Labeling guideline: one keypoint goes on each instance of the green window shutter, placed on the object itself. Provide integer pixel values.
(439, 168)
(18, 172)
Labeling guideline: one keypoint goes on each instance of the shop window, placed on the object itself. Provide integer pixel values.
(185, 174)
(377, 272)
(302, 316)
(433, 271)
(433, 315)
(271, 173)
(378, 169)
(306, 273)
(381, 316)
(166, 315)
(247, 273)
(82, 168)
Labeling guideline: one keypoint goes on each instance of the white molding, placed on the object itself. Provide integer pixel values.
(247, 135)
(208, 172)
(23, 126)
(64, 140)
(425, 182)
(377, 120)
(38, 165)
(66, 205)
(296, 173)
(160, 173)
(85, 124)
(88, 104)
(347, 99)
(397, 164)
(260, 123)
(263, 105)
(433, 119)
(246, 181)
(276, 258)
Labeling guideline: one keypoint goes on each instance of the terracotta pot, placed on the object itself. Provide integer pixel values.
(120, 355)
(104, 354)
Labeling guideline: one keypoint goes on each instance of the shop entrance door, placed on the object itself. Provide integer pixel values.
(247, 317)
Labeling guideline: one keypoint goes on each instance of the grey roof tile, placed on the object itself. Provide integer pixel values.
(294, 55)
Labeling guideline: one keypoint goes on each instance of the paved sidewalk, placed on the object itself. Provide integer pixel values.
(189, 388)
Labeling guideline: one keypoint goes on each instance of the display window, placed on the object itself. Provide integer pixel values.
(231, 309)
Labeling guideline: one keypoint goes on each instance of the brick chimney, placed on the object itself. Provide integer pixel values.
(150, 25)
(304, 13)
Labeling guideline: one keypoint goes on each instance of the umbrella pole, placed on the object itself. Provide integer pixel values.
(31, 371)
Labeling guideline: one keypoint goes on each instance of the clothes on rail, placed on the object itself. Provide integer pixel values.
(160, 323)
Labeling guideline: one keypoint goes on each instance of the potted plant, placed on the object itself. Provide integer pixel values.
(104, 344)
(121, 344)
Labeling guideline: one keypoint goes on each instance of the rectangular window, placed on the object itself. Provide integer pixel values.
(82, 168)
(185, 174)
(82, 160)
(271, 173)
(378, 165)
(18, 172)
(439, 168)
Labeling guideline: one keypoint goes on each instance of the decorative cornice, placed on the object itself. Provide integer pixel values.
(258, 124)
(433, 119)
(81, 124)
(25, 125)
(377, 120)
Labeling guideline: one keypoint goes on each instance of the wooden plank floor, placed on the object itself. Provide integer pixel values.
------------------------------------------------------------
◆ Work to be completed
Reproduce the material. Keep every word as written.

◆ Solution to this exercise
Labeling guideline: one keypoint goes on each instance of the green window shutter, placed on the object itself. Provide integer pixel values.
(439, 168)
(18, 172)
Labeling guideline: one keypoint goes on each instance of the shop window, placed on the object itself. Provide integer pixel values.
(185, 174)
(377, 272)
(302, 316)
(433, 271)
(433, 315)
(271, 173)
(378, 169)
(306, 273)
(381, 316)
(166, 315)
(247, 273)
(82, 168)
Labeling guideline: one keypoint goes on each instance of the white molding, placed on the object itself. Provide integer pixel values.
(247, 135)
(208, 172)
(23, 126)
(64, 140)
(425, 182)
(377, 120)
(38, 165)
(66, 205)
(296, 173)
(160, 173)
(85, 124)
(88, 104)
(347, 99)
(397, 164)
(260, 123)
(263, 105)
(433, 119)
(246, 181)
(276, 258)
Labeling guideline: one keypoint goes on each instance of the terracotta pot, placed on the object itself. Provide integer pixel values.
(120, 355)
(104, 354)
Labeling guideline: one keypoint goes on each instance of the shop entrance door, placed on the object itself. Provide integer pixel values.
(247, 317)
Labeling guideline: one keypoint goes on each instance of the grey roof tile, placed on the object itself. Provide integer pixel values.
(294, 55)
Labeling guideline: one keypoint goes on each instance of the paved sidewalk, placed on the object itself. Provide integer pixel values.
(189, 388)
Labeling guideline: one keypoint goes on each instance of the display window, placed on the object itself. Provide integer pixel values.
(231, 309)
Labeling guideline: one keypoint goes on each instance of the brick chimney, placed on the object itself. Provide integer pixel values.
(150, 25)
(304, 13)
Labeling guideline: one keypoint goes on each instance of the umbrella pole, placed on the object itself. Provide integer pixel values.
(31, 371)
Labeling guideline: one keypoint goes on each instance of the clothes on rail, placed on the object itself. Provide integer pixel values.
(160, 323)
Labeling guideline: one keypoint goes on each instance of the potted plant, placed on the object itself. Provide integer pixel values.
(104, 344)
(121, 344)
Labeling guideline: one keypoint goes on each instance of the rectangular window, placed on the object itself. Provide integer pixel values.
(82, 168)
(185, 174)
(82, 160)
(271, 173)
(378, 165)
(18, 172)
(439, 168)
Labeling guideline: one keypoint goes on each instance of the decorative cornice, placed on the object itself. Provide integer pixel values.
(258, 124)
(433, 119)
(81, 124)
(25, 125)
(377, 120)
Labeling guideline: one keypoint goes on each instance of the wooden plank floor, placed on the object itself. Provide integer pixel values.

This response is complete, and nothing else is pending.